Item 1A. Risk Factors
There are no material changes from the risk factors previously disclosed in Part I, Item 1A. Risk Factors in our Annual Report, as supplemented by the risk factor previously disclosed in Part II, Item 1A. Risk Factors in our Quarterly Report for the period ended March 31, 2023.2023 other than as set forth below.
Our common stock and public warrants have been suspended from trading on, and may be delisted from, the NYSE and are not listed on any other national securities exchange.
On November 7, 2023, we received a letter from the staff of NYSE Regulation notifying us that it had determined to commence proceedings to delist our common stock and public warrants. Trading in these securities was immediately suspended. The NYSE Regulation reached its decision to delist these securities pursuant to Section 802.01B of the NYSE’s Listed Company Manual because we had fallen below the NYSE’s continued listing standard requiring listed companies to maintain an average global market capitalization over a consecutive 30 trading day period of at least $15 million. We intend to appeal the NYSE’s determination to delist our common stock and public warrants, but unless our appeal is ultimately successful, our common stock and public warrants will be delisted after the completion of the NYSE’s application to the SEC.

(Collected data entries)
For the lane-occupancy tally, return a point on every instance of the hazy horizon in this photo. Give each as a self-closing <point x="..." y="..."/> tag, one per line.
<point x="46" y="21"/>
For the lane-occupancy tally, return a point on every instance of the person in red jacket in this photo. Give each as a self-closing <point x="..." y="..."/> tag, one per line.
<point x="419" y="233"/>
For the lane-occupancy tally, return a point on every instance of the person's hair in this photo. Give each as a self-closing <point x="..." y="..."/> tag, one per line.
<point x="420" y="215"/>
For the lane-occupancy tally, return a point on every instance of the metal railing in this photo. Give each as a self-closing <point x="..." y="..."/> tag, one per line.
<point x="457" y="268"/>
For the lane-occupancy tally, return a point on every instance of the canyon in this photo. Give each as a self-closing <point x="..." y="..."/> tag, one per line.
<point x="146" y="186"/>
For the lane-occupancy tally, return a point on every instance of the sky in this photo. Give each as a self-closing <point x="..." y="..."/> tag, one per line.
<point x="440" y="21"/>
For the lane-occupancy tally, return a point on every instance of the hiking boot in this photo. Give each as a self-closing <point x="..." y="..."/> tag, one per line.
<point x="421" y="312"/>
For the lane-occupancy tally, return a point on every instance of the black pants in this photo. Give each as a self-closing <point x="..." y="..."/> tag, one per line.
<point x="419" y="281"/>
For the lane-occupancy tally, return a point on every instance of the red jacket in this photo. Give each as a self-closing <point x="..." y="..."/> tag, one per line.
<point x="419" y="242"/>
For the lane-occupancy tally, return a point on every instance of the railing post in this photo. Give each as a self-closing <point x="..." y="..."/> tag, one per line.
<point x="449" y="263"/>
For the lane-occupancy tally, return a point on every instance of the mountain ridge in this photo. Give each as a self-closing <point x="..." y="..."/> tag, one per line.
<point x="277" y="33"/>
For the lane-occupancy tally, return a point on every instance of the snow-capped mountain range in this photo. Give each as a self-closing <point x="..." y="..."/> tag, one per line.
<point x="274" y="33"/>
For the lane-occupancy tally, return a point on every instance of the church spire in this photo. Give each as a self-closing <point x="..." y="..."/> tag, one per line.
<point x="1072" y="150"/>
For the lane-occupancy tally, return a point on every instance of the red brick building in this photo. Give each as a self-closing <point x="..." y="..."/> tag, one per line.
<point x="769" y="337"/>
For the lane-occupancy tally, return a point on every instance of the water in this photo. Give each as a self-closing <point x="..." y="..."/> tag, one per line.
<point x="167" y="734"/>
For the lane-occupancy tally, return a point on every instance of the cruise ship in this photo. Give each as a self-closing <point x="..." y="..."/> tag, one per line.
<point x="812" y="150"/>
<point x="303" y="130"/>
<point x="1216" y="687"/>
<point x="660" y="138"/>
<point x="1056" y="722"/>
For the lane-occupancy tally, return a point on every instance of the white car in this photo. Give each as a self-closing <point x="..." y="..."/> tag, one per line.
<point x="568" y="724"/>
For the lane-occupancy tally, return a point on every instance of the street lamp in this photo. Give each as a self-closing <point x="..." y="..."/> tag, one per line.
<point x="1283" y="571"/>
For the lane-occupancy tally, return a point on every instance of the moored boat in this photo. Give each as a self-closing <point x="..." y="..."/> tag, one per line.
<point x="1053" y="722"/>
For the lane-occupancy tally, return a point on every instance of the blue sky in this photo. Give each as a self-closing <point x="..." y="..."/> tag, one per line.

Written request 1 »
Under the risk factors passage, what minimum average global market capitalization over a consecutive 30 trading day period does the NYSE continued listing standard require?
Written request 2 »
From the risk factors passage, return the stretch from "On November 7, 2023, we" through "to the SEC.".

Full answer 1 »
At least $15 million.

Full answer 2 »
On November 7, 2023, we received a letter from the staff of NYSE Regulation notifying us that it had determined to commence proceedings to delist our common stock and public warrants. Trading in these securities was immediately suspended. The NYSE Regulation reached its decision to delist these securities pursuant to Section 802.01B of the NYSE’s Listed Company Manual because we had fallen below the NYSE’s continued listing standard requiring listed companies to maintain an average global market capitalization over a consecutive 30 trading day period of at least $15 million. We intend to appeal the NYSE’s determination to delist our common stock and public warrants, but unless our appeal is ultimately successful, our common stock and public warrants will be delisted after the completion of the NYSE’s application to the SEC.